**Instructions to follow:**
Please turn every item below into a Markdown table with two columns, Row and Line. Give each non-blank line its own numbered row.

**Records for this exercise:**
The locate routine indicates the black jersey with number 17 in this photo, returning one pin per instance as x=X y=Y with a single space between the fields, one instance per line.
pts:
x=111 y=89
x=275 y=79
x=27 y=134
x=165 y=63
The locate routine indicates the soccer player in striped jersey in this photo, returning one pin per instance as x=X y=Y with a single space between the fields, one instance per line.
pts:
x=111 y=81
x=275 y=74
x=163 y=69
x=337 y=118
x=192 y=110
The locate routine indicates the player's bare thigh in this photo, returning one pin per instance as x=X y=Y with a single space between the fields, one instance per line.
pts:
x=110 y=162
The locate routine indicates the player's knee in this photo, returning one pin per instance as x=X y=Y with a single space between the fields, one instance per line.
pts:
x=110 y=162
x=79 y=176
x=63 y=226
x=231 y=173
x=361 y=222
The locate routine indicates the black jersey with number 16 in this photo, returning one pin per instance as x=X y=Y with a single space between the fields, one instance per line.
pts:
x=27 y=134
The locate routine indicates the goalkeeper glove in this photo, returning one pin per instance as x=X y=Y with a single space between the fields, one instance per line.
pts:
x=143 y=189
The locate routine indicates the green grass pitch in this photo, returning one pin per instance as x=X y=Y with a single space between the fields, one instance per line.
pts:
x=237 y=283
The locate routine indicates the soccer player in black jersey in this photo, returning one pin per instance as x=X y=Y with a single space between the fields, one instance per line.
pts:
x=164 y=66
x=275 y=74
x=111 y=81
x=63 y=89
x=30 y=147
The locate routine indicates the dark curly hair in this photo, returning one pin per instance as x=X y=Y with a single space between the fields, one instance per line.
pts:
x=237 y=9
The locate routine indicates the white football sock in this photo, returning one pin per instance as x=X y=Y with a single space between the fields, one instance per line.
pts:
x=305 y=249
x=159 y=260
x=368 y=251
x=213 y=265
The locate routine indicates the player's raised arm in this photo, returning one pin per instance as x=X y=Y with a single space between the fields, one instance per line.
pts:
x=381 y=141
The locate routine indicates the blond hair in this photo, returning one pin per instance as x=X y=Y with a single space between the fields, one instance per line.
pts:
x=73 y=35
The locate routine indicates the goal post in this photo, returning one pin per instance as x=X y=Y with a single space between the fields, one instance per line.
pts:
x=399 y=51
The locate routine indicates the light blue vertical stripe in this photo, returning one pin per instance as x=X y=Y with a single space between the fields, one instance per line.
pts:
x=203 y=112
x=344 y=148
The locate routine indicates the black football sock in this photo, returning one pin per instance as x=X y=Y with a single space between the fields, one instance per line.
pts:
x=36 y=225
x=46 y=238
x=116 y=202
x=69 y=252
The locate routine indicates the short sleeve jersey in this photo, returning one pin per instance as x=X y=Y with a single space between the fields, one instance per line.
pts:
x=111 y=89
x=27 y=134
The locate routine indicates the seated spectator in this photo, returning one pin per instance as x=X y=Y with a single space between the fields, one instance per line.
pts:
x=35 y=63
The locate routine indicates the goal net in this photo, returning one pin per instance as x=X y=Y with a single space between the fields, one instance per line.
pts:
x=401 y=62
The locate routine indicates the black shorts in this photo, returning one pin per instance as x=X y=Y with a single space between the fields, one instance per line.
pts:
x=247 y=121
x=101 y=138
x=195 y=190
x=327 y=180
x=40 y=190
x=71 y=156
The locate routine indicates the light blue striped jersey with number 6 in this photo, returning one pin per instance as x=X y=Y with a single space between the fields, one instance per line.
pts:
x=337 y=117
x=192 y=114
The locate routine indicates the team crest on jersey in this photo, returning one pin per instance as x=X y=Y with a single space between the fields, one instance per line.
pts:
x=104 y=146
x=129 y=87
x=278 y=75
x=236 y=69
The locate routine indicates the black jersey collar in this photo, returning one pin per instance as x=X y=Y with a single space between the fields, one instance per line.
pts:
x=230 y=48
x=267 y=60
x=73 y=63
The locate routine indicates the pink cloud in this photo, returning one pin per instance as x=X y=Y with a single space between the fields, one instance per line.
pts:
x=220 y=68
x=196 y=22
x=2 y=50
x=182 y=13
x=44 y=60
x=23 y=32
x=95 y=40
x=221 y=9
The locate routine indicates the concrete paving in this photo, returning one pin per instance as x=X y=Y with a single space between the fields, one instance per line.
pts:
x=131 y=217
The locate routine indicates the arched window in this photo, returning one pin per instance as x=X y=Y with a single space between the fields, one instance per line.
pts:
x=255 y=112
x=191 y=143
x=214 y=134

**Result below:**
| Row | Line |
|---|---|
| 1 | The locate routine indicates the black jersey with number 17 in this photo, returning one pin per instance as x=X y=Y with a single space between the fields, one instance per line. |
| 2 | pts: |
| 3 | x=111 y=89 |
| 4 | x=275 y=79 |
| 5 | x=27 y=134 |
| 6 | x=165 y=63 |
| 7 | The locate routine indicates the soccer player in striped jersey in this photo, returning one pin per instance as x=X y=Y with a single space between the fields, one instance per line. |
| 8 | pts: |
| 9 | x=111 y=81 |
| 10 | x=275 y=74 |
| 11 | x=163 y=69 |
| 12 | x=337 y=118 |
| 13 | x=192 y=110 |
| 14 | The locate routine indicates the player's bare thigh in this photo, returning one pin per instance as x=X y=Y with a single space between the fields, one instance per line. |
| 15 | pts: |
| 16 | x=110 y=162 |
| 17 | The locate routine indicates the player's knee in this photo, returning one pin per instance as x=X y=Y with a single space between the fields, one instance per line. |
| 18 | pts: |
| 19 | x=110 y=162 |
| 20 | x=79 y=176 |
| 21 | x=63 y=226 |
| 22 | x=231 y=173 |
| 23 | x=361 y=222 |
| 24 | The locate routine indicates the black jersey with number 16 in this photo, returning one pin per instance as x=X y=Y with a single space between the fields, one instance per line. |
| 25 | pts: |
| 26 | x=27 y=134 |
| 27 | The locate routine indicates the goalkeeper glove in this photo, returning one pin per instance as x=X y=Y with a single space between the fields, one instance per line. |
| 28 | pts: |
| 29 | x=143 y=189 |
| 30 | The locate routine indicates the green grass pitch in this photo, returning one pin per instance as x=X y=Y with a single space between the fields, one instance per line. |
| 31 | pts: |
| 32 | x=237 y=283 |
| 33 | The locate routine indicates the soccer player in black jersey in this photo, returning one pin per instance as x=X y=Y with a single space between the fields, one instance per line. |
| 34 | pts: |
| 35 | x=164 y=66 |
| 36 | x=275 y=74 |
| 37 | x=111 y=81 |
| 38 | x=63 y=89 |
| 39 | x=30 y=147 |
| 40 | The locate routine indicates the dark curly hair in this photo, returning one pin per instance as x=X y=Y with a single space between the fields, one instance per line. |
| 41 | pts: |
| 42 | x=237 y=9 |
| 43 | The locate routine indicates the white football sock in this photo, returning one pin per instance as x=X y=Y with a single space between the fields, one instance per line. |
| 44 | pts: |
| 45 | x=305 y=249 |
| 46 | x=159 y=260 |
| 47 | x=368 y=251 |
| 48 | x=213 y=265 |
| 49 | The locate routine indicates the player's raised arm in this photo, returning one pin per instance as x=X y=Y with a single space between the fields, one instance per line. |
| 50 | pts: |
| 51 | x=381 y=141 |
| 52 | The locate routine indicates the blond hair in this photo, returning one pin per instance as x=X y=Y with a single space between the fields, one instance per line. |
| 53 | pts: |
| 54 | x=73 y=35 |
| 55 | The locate routine indicates the goal post in this photo, returning one pin per instance as x=X y=Y with a single space between the fields, one instance per line. |
| 56 | pts: |
| 57 | x=399 y=51 |
| 58 | The locate routine indicates the light blue vertical stripe in this photo, returning one pin per instance as x=X y=Y with a single space between the fields, one instance per line. |
| 59 | pts: |
| 60 | x=203 y=112 |
| 61 | x=344 y=148 |
| 62 | The locate routine indicates the black football sock in this photo, returning one pin per instance as x=X y=Y with a single space between the fields, one instance per line. |
| 63 | pts: |
| 64 | x=36 y=225 |
| 65 | x=46 y=238 |
| 66 | x=116 y=202 |
| 67 | x=69 y=252 |
| 68 | The locate routine indicates the short sleeve jersey in this photo, returning one pin per instance as x=X y=Y with a single space between the fields, one instance per line. |
| 69 | pts: |
| 70 | x=111 y=89 |
| 71 | x=27 y=134 |
| 72 | The locate routine indicates the seated spectator in this photo, returning one pin per instance as x=X y=Y with a single space between the fields, one instance per line. |
| 73 | pts: |
| 74 | x=35 y=63 |
| 75 | The locate routine indicates the goal net in this photo, returning one pin per instance as x=X y=Y with a single space between the fields, one instance per line. |
| 76 | pts: |
| 77 | x=401 y=62 |
| 78 | The locate routine indicates the black shorts in this photo, returning one pin per instance as x=X y=Y with a single space between the fields, one instance per line. |
| 79 | pts: |
| 80 | x=247 y=121 |
| 81 | x=101 y=138 |
| 82 | x=195 y=190 |
| 83 | x=327 y=180 |
| 84 | x=40 y=190 |
| 85 | x=71 y=156 |
| 86 | The locate routine indicates the light blue striped jersey with number 6 in this photo, returning one pin per instance as x=X y=Y with a single space between the fields, one instance per line. |
| 87 | pts: |
| 88 | x=337 y=117 |
| 89 | x=192 y=114 |
| 90 | The locate routine indicates the team crest on jersey in this photo, returning one pin per instance as x=X y=Y with a single space between the fields, one instance per line. |
| 91 | pts: |
| 92 | x=104 y=146 |
| 93 | x=129 y=87 |
| 94 | x=278 y=75 |
| 95 | x=236 y=69 |
| 96 | The locate routine indicates the black jersey collar in this photo, returning one pin per instance as x=X y=Y with a single space between the fields, one instance per line. |
| 97 | pts: |
| 98 | x=230 y=48 |
| 99 | x=267 y=60 |
| 100 | x=73 y=63 |
| 101 | The locate routine indicates the pink cloud in this photo, returning one pin per instance as x=X y=Y with a single space between the fields, one instance per line. |
| 102 | pts: |
| 103 | x=220 y=68 |
| 104 | x=196 y=22 |
| 105 | x=2 y=50 |
| 106 | x=182 y=13 |
| 107 | x=44 y=60 |
| 108 | x=23 y=32 |
| 109 | x=95 y=40 |
| 110 | x=221 y=9 |
| 111 | The locate routine indicates the concrete paving in this photo, returning one pin per instance as x=X y=Y with a single space between the fields, one instance per line. |
| 112 | pts: |
| 113 | x=131 y=217 |
| 114 | The locate routine indicates the arched window in this photo, returning one pin per instance as x=X y=Y with a single space between the fields, one instance per line. |
| 115 | pts: |
| 116 | x=255 y=112 |
| 117 | x=191 y=143 |
| 118 | x=214 y=134 |